━━━ Source material ━━━
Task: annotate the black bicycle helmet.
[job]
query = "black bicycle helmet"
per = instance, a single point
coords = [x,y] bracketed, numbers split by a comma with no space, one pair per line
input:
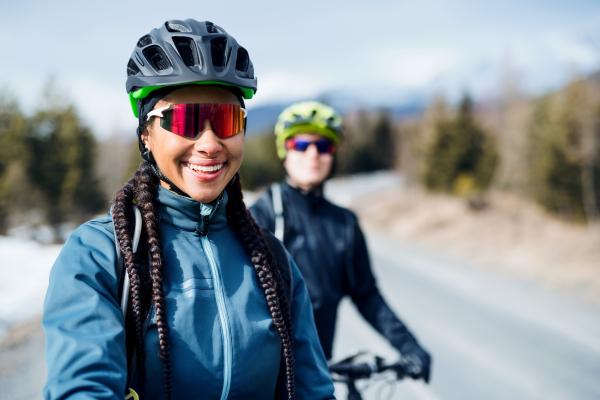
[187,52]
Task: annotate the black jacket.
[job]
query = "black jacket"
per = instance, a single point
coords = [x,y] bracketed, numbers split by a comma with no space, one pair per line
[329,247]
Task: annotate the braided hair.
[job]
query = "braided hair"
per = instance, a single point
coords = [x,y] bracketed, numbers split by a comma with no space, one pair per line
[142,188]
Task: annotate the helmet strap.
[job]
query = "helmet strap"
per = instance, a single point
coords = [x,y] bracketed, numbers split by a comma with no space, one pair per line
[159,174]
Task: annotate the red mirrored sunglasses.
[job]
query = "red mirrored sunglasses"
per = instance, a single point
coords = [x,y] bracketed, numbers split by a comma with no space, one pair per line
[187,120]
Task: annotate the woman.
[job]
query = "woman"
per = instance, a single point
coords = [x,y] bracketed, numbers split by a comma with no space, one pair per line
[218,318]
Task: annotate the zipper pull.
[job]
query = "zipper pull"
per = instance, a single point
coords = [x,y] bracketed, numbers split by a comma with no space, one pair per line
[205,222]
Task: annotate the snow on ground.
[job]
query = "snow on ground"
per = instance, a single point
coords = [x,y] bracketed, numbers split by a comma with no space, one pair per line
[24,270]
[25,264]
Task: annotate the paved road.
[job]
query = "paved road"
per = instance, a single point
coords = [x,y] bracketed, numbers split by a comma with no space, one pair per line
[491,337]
━━━
> [Request]
Write out all of the records above again, word for word, but leave the pictures out.

> [Full output]
Task: annotate the black bicycle helmet.
[job]
query = "black bicycle helmet"
per = instance, a single point
coords = [x,y] bracketed, numbers split by a comma with no space, one pair per line
input:
[187,52]
Task: annotate the black jacket.
[job]
query = "black jacket"
per = instance, a single point
coords = [x,y] bracketed, numbers split by a comma with no space, one pair per line
[329,247]
Task: annotate the braided hair.
[job]
query = "braided hair"
per = instance, a single point
coords = [x,y] bracketed, numbers split by a comma with no space, one pair per line
[142,188]
Task: annotate the helmet strap.
[job]
query = "helmet strap"
per = instance, a single point
coords = [x,y] bracketed, numbers split by a comma with no space, one pair per line
[159,174]
Task: annotate the red mirrored sunglasses.
[job]
query = "red mirrored sunglasses"
per = instance, a single point
coords = [x,y] bracketed, numbers split by a comma with no space, one pair per line
[187,120]
Task: annotate the woman.
[job]
query = "woman"
per = instance, a single point
coords = [x,y] bracketed, numbers split by a comma with no space, one pair per line
[218,318]
Task: annotate the zipper pull.
[job]
query = "zipper pull"
per = instance, a single point
coords = [x,y] bracketed, numbers split by a comma with no space, one pair per line
[205,222]
Task: annotate the snow on ground.
[job]
query = "snow on ground"
per = instance, a single point
coords = [x,y] bracketed, numbers split by a comma with no space, one pair per line
[24,270]
[25,264]
Task: annotate the paved road.
[job]
query = "paved road"
per = instance, a single point
coords = [x,y] bracketed, numbers split by a comma with no space, one pair per line
[491,337]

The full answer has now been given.